# [PROBLEMS TO WORK ON]
(1) Transcribe everything in the Víctor Chou profile from "- 2013: South" down to "Taipei / 10 / (0)".
(2) In the Víctor Chou profile, which club does he list for his youth career from 2004 to 2006?
(3) Carry on writing the Víctor Chou profile from its final line.

>> begin EXCERPTED TEXT

Víctor Chou

Personal information
- Full name: Víctor Zi-hsuan Chou Hsieh
- Date of birth: 5 February 1992 (age 34)
- Place of birth: Madrid, Spain
- Height: 1.78 m (5 ft 10 in)
- Position: Central midfielder

Youth career
- 1999–2000: Asociación Deportiva Juvenil (futsal)
- 2000–2004: Balompié Tres Cantos
- 2004–2006: Atlético Madrid
- 2006–2009: Valladolid
- 2009–2012: Salamanca

Senior career*
- Years: Team / Apps / (Gls)
- 2011–2012: Salamanca B / 16 / (2)
- 2013: South China / 1 / (0)
- 2013: Shenzhen Ruby / 1 / (0)

International career^{‡}
- 2011: Chinese Taipei U23 / 1 / (0)
- 2009–2015: Chinese Taipei / 10 / (0)

= Víctor Chou =

Footballer (born 1992)

>> end EXCERPTED TEXT
>> begin DATASET

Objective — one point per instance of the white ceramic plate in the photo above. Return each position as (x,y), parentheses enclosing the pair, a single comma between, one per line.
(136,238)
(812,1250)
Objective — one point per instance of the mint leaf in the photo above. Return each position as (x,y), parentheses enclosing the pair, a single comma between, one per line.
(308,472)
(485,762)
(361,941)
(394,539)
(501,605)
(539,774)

>> end DATASET

# [WRITTEN RESPONSES]
(1)
- 2013: South China / 1 / (0)
- 2013: Shenzhen Ruby / 1 / (0)

International career^{‡}
- 2011: Chinese Taipei U23 / 1 / (0)
- 2009–2015: Chinese Taipei / 10 / (0)

(2) Atlético Madrid

(3)
Víctor Zi-hsuan Chou Hsieh (周子軒 (周子轩), born 5 February 1992), commonly known as Víctor Chou, is a footballer who plays as a central midfielder. In his youth career, he has played for youth teams of several reputable clubs such as Atlético Madrid and Real Valladolid. In January 2012, he left U.D. Salamanca and went to Asia for new challenges. Born in Spain, he made ten appearances for the Chinese Taipei national team.

==Early life==
Chou's parents, Pepe Chou Huo-lien (周火煉) and Hsieh Chi (謝琦), are both from Taiwan. After graduating from the National Taiwan Institute of Arts, they emigrated to Spain to study fine arts there. As his father is passionate about football, he and his Spanish family (babysitters) instilled in Chou the concepts of the sport.

==Club career==

===Early career===
When he was still a child, his babysitter and her husband found Chou's football talents and suggested Pepe to let him have formal training.
Chou then joined Asociación Deportiva Juvenil, which is a futsal team in Tres Cantos. After three impressed matches, he joined the local amateur team Balompié Tres Cantos.

===Atlético Madrid===
In 2002, Chou joined Atlético Madrid's youth team, despite the fact that his parents were loyal fans of rival Real Madrid. In 2005, he was offered a contract by the youth team of Real Valladolid and decided to move there.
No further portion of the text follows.